What the task asks ->
Each record must be retyped in full. No character may differ.

^^^^^^^^

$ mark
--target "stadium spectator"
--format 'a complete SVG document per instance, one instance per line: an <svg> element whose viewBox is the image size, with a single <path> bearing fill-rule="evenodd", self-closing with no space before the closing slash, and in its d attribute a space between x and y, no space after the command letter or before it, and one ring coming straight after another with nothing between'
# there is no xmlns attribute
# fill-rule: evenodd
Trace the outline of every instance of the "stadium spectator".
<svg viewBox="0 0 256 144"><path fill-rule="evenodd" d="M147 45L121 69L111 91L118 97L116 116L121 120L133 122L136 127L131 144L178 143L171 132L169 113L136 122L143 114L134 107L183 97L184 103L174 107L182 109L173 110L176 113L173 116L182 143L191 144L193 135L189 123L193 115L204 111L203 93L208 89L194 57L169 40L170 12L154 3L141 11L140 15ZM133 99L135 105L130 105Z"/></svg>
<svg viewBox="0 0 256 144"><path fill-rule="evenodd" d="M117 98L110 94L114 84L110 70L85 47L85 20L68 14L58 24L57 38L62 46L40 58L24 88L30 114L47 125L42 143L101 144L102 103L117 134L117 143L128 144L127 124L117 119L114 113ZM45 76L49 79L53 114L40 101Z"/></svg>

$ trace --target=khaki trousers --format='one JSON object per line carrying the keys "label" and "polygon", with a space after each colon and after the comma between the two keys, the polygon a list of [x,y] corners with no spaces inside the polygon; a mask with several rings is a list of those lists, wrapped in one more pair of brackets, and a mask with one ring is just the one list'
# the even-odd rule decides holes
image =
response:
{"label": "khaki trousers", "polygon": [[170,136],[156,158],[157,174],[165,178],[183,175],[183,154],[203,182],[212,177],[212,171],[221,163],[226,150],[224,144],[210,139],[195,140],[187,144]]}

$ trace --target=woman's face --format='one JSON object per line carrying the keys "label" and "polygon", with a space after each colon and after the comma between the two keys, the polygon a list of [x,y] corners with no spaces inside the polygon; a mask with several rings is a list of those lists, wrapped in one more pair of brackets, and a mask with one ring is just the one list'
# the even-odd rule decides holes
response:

^^^^^^^^

Written answer ->
$ mark
--target "stadium spectator"
--format 'a complete SVG document per instance, one instance per line: an <svg> element whose viewBox is the image size, with a single <path> bearing fill-rule="evenodd", self-closing with no space before the closing slash, and in its d attribute a space between x and y, no space after the command letter or before it, and one ring coming straight after another with nothing between'
# there is no xmlns attribute
# fill-rule: evenodd
Trace the outline of every instance of the "stadium spectator".
<svg viewBox="0 0 256 144"><path fill-rule="evenodd" d="M147 45L121 69L111 91L118 97L116 116L121 120L133 122L136 127L131 144L178 143L171 132L169 113L136 122L143 114L134 107L183 97L184 103L174 107L182 109L173 110L176 113L173 116L182 143L191 144L193 135L189 123L193 115L204 111L203 93L208 89L194 57L169 40L170 12L154 3L141 11L140 15ZM133 99L135 105L130 105Z"/></svg>
<svg viewBox="0 0 256 144"><path fill-rule="evenodd" d="M117 98L110 94L114 84L110 70L85 47L85 20L68 14L58 24L57 38L62 46L40 58L24 88L30 114L47 125L42 143L101 144L102 103L117 134L117 143L128 144L127 124L117 119L114 113ZM45 76L49 79L53 114L40 101Z"/></svg>

$ trace --target=khaki trousers --format='one JSON object per line carrying the keys "label" and "polygon", with a space after each colon and after the comma between the two keys, the polygon a list of [x,y] corners with no spaces inside the polygon; a mask with several rings is a list of those lists, wrapped in one more pair of brackets, and a mask with one ring is just the one list'
# the even-odd rule decides holes
image =
response:
{"label": "khaki trousers", "polygon": [[170,136],[156,158],[157,174],[165,178],[183,175],[183,154],[203,182],[212,177],[212,171],[221,163],[226,150],[224,144],[210,139],[195,140],[187,144]]}

$ trace --target=woman's face --format='one JSON object per line carrying the keys "label" and "polygon", with a space after each colon and after the comma between the two keys, the polygon a list of [x,y] corners with no spaces inside the polygon; a mask with several rings is a list of those lists, wrapped in one more pair of brackets, and a mask with one ring is just the one list'
# the even-odd rule decides holes
response:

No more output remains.